**** INPUT ROWS ****

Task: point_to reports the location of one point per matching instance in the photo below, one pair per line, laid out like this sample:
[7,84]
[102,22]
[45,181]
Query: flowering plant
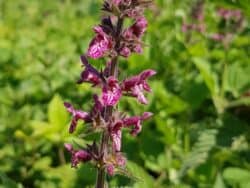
[111,41]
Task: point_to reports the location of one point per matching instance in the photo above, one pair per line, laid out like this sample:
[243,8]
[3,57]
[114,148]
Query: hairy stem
[100,181]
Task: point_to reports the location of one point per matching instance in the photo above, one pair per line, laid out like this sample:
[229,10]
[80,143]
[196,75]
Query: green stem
[101,174]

****

EXERCISE.
Output every line of the material above without any changes, leaving out the pictures.

FINISHED TASK.
Task: point_to reports the location of one point per matching instance in the photo below, one pair per line, laid out like this sample:
[7,84]
[102,22]
[45,181]
Query: flowering plant
[111,41]
Task: point_to reports the location of one point per matching instance in the photo above, one pair per line, laid out like this sample:
[243,8]
[3,57]
[114,148]
Query: hairy stem
[100,181]
Task: point_to reports the location of one point per matching instance in the photo above, one pair per line, laid out like this sample:
[229,10]
[80,143]
[196,75]
Query: green stem
[101,174]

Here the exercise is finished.